*** Document excerpt
In [1]:
import matplotlib.pyplot as plt
import pandas as pd
import numpy as np
import os
import json
from collections import Counter
from PIL import Image

import torch
import torch.nn as nn
import torch.optim as optim
import torch.nn.functional as F
import torch.optim as optim
from torch.utils.data import Dataset, DataLoader, TensorDataset, random_split

import torchvision
import torchvision.transforms as transforms
import torchsummary

from tqdm import tqdm
from tqdm.notebook import tqdm

from torchviz import make_dot

from torchmetrics import Recall, Precision, F1Score
from torchmetrics.classification import BinaryRecall, BinaryPrecision, BinaryF1Score

In [2]:
base_path = "C:\\Users\\johnn\\Desktop\\Repos\\Capstonfire\\"
******
*** Data extract
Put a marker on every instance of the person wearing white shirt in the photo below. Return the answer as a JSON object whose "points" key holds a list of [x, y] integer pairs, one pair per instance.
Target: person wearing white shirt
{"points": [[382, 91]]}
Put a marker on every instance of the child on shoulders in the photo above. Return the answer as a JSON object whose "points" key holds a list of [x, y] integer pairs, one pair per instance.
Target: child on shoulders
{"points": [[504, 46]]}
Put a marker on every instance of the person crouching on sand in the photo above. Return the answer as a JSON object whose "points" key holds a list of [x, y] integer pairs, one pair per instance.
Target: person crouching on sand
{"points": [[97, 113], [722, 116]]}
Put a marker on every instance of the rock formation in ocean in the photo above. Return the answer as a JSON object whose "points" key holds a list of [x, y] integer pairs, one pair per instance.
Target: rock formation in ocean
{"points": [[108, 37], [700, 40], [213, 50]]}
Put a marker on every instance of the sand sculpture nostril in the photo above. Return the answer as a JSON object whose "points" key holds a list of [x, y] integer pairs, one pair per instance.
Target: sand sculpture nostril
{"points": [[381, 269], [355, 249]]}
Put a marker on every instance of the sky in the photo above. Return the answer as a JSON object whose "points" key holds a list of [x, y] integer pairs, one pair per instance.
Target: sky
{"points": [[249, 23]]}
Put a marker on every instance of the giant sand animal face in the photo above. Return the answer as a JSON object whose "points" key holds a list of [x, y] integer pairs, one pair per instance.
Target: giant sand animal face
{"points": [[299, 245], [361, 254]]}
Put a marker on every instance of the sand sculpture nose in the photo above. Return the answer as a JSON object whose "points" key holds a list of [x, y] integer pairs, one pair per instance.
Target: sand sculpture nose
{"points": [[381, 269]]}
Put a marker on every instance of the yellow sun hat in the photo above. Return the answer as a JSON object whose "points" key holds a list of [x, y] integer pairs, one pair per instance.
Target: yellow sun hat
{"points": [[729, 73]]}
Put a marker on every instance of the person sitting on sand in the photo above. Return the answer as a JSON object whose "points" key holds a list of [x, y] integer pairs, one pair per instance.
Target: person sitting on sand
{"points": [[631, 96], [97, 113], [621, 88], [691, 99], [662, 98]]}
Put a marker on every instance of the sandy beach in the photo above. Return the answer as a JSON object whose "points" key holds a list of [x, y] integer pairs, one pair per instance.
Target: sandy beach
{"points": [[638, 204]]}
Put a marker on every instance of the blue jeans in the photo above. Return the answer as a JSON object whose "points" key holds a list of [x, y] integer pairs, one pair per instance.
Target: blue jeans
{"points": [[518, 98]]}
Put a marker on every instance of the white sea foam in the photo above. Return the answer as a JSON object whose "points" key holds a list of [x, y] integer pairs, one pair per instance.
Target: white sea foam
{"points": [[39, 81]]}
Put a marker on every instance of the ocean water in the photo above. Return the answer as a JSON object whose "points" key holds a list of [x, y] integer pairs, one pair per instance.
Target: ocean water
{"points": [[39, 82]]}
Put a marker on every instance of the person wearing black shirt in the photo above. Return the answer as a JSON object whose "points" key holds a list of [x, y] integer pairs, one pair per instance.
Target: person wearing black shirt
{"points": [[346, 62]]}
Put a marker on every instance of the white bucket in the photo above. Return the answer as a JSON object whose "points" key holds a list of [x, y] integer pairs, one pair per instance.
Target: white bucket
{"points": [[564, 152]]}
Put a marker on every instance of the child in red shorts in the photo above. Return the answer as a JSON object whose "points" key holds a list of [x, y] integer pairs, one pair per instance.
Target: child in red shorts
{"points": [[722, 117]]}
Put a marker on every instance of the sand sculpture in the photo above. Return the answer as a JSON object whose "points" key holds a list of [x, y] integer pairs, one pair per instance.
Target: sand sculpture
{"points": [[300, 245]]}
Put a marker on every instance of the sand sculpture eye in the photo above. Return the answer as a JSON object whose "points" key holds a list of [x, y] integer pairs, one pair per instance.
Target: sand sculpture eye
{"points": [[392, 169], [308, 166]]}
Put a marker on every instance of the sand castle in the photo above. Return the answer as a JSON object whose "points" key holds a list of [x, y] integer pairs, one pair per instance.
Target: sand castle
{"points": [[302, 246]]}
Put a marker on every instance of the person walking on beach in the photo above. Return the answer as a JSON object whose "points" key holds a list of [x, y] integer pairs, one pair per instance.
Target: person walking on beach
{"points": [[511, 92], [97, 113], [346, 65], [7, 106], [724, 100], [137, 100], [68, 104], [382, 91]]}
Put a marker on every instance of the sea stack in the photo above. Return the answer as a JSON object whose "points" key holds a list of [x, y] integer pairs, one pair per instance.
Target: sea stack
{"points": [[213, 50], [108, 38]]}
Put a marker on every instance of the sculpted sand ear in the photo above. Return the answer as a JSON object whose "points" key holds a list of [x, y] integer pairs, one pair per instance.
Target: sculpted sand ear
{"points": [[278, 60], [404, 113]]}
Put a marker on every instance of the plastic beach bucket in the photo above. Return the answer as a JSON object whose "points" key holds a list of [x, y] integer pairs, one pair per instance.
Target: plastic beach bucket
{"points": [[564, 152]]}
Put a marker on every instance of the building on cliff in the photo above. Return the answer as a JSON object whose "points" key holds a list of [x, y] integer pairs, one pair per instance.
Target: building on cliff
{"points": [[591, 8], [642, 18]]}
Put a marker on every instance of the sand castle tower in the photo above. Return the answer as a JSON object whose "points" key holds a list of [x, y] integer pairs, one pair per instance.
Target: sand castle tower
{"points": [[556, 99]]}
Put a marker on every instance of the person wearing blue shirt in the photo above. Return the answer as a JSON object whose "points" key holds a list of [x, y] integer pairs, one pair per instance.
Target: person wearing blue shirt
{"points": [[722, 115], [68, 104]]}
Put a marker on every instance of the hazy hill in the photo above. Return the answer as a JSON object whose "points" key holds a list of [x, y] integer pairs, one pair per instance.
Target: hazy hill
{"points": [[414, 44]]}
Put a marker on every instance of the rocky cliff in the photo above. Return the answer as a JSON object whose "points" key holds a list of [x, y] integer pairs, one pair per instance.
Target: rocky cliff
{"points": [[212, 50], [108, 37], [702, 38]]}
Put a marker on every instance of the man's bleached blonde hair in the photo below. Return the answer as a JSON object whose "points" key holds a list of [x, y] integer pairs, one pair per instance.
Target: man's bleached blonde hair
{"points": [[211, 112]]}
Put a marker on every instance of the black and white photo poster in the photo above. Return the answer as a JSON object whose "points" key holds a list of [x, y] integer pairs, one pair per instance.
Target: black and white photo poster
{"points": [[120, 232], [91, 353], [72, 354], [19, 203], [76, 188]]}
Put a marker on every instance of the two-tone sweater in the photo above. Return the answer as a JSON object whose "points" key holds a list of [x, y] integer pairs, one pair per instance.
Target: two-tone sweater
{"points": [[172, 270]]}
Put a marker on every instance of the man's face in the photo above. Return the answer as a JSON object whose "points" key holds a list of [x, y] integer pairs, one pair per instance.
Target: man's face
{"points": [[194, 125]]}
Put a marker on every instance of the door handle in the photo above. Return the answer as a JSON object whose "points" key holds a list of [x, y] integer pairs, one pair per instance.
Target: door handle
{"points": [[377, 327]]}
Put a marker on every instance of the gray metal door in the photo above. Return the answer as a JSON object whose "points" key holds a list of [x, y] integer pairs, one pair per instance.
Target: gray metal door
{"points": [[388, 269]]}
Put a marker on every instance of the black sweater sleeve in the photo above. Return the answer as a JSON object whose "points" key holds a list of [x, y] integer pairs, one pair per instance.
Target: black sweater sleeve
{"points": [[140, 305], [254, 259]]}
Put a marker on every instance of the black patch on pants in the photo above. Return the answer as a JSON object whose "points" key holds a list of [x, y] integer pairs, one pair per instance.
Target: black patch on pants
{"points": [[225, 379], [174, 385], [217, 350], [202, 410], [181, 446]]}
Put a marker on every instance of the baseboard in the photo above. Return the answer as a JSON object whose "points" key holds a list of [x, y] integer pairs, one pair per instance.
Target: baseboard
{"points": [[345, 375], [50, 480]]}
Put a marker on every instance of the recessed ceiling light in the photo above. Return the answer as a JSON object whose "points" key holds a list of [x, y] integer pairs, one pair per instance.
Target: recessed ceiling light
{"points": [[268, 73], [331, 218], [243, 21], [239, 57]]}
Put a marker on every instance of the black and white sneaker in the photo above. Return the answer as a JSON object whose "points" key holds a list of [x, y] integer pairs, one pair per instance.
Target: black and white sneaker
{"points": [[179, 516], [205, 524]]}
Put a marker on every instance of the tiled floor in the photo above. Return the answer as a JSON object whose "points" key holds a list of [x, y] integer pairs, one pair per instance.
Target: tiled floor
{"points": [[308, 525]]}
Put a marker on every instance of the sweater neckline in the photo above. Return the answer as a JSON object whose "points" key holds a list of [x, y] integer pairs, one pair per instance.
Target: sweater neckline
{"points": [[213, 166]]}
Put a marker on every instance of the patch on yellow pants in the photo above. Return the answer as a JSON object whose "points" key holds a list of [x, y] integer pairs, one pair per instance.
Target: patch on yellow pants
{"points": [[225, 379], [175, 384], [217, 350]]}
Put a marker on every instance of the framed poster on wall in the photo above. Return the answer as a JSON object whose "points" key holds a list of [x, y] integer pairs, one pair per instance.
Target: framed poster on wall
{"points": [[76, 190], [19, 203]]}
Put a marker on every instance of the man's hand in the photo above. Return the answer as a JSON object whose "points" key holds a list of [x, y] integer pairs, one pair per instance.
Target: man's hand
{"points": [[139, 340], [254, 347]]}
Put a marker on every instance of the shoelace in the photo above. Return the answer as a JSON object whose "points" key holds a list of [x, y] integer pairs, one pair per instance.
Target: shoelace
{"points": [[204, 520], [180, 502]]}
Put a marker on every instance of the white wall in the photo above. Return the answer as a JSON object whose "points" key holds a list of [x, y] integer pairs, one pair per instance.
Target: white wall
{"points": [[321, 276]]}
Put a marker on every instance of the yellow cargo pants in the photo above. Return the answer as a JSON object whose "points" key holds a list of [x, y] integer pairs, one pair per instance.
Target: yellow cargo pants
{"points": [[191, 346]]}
******
**Written exercise**
Carry on the PyTorch notebook code from its final line, following its existing style.

**Task result**
# Experimenting with our first model

In the previous notebook (".\dummy_cnn.ipynb"), we created and trained our first model using only images of the FIRE dataset. This model will be our baseline model from which we will compare future models in regards to their performance.

For our first experiment, let's try and use the Adam optimizer and see how if the model improves.

In order to streamline new experiments, we created a Python module where we added the FireDataset class, the SimpleCNN class with our neural network architecture, the training cycle, and the metrics calculations. This module is in ".\capstonfire_utils.py" file. We also passed the dataset spliter into dataloaders and the accuracy and loss plot functions.

In [3]:
from capstonfire_utils import FireDataset, SimpleCNN, split_dataset_into_dataloaders, train_model, calculate_metrics, plot_accuracy, plot_loss

Let's check if they work.

In [4]:
model_name = "dummy_cnn"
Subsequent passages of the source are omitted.